Point localization data

········

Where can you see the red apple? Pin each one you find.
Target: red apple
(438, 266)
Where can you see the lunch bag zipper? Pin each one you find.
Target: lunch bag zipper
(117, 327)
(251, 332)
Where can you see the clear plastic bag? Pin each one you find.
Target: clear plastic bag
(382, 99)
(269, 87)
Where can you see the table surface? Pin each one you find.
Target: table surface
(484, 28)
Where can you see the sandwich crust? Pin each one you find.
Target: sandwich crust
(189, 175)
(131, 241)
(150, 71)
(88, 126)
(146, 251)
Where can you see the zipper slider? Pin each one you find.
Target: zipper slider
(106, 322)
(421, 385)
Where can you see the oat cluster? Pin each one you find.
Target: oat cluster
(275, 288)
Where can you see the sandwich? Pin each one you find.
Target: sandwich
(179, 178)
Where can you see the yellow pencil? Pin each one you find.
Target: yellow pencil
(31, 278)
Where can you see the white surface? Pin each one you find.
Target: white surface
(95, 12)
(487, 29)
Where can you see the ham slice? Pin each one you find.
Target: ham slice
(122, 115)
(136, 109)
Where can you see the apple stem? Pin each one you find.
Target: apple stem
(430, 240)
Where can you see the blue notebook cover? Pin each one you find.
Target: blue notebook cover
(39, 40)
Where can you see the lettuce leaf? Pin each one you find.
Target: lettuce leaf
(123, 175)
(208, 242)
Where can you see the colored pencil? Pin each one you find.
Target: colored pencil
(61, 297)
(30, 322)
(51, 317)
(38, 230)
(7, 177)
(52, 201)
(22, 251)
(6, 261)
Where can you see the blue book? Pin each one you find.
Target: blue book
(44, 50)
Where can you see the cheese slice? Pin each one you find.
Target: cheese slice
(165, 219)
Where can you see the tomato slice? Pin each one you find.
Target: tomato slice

········

GOAL OF THE EXERCISE
The line containing "Target: oat cluster" and every line after it, through the end of the records, should be repeated exactly and alone.

OUTPUT OF THE EXERCISE
Target: oat cluster
(275, 288)
Where can you see the sandwich? Pin each one you find.
Target: sandwich
(179, 178)
Where can you see the yellow pencil? Pin each one you find.
Target: yellow pencil
(31, 278)
Where can you see the white surface? Pin each one you find.
Target: white surface
(95, 12)
(487, 29)
Where can you see the ham slice? Pin each one you find.
Target: ham slice
(122, 115)
(136, 109)
Where can you see the apple stem? Pin each one you find.
Target: apple stem
(430, 240)
Where can you see the blue notebook cover? Pin each one you find.
Target: blue notebook cover
(39, 40)
Where can you see the lettuce leaf? Pin each one you find.
Target: lettuce leaf
(123, 175)
(208, 242)
Where can you see the colored pencil? Pin each one you find.
Target: colored pencil
(61, 297)
(30, 322)
(51, 317)
(38, 230)
(7, 177)
(52, 201)
(22, 251)
(6, 261)
Where can you see the blue book? Pin each one you find.
Target: blue book
(44, 50)
Where can you see the cheese slice? Pin each one you find.
Target: cheese slice
(165, 219)
Where can you see the tomato slice? Pin each one you find.
Target: tomato slice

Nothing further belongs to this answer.